_ACTION ITEM_
Your answer must be the exact lines from the one holding "Target: white house siding" through the final line of the records below, both included, and nothing more.

_DATA EXCERPTS_
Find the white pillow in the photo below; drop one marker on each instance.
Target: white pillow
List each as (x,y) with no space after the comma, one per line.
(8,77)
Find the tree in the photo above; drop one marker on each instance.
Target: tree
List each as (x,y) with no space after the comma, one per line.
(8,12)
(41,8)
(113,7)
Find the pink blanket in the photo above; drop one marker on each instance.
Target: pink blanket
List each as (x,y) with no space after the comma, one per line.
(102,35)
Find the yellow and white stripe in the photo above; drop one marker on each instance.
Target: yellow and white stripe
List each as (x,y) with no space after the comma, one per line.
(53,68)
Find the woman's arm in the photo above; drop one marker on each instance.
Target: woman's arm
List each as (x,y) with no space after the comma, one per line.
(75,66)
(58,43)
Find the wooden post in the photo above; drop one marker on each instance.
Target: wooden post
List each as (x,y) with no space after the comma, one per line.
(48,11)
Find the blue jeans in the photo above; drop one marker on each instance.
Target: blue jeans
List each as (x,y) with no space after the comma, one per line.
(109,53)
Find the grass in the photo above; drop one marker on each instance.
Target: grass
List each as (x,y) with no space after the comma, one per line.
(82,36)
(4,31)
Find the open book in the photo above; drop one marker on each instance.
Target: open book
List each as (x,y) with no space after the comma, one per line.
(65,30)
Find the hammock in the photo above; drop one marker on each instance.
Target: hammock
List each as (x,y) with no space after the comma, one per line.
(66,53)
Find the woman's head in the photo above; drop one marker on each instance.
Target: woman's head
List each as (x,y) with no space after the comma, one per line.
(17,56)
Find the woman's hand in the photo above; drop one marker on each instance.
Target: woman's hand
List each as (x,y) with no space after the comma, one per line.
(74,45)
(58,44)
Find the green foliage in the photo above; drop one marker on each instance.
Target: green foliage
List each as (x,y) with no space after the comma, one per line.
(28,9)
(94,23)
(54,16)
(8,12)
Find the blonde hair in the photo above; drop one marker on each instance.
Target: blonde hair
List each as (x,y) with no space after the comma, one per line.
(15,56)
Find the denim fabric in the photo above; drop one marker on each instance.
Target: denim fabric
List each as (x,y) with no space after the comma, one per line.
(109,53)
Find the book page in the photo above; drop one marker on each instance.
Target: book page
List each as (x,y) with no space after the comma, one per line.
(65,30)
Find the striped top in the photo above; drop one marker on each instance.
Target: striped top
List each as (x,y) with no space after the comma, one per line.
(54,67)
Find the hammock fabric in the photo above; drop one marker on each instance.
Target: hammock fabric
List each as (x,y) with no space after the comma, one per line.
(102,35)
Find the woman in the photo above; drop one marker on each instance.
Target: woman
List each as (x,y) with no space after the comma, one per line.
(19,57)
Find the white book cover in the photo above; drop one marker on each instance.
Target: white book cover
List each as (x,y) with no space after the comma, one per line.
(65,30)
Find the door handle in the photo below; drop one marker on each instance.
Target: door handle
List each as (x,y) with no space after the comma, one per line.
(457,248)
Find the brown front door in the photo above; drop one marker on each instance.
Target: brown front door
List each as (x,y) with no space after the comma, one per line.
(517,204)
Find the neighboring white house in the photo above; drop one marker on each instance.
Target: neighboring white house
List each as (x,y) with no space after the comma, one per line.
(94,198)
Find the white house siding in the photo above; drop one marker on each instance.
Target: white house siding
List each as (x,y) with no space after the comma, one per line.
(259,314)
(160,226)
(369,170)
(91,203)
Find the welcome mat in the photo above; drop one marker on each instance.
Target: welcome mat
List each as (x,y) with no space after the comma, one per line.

_ANSWER SPACE_
Target: white house siding
List each as (x,y) with no space after the comma, one per line.
(259,314)
(160,226)
(369,170)
(91,203)
Find the welcome mat in the photo above; drop one marker on each instance.
Target: welcome mat
List each as (x,y) with no space after the comma, one per line.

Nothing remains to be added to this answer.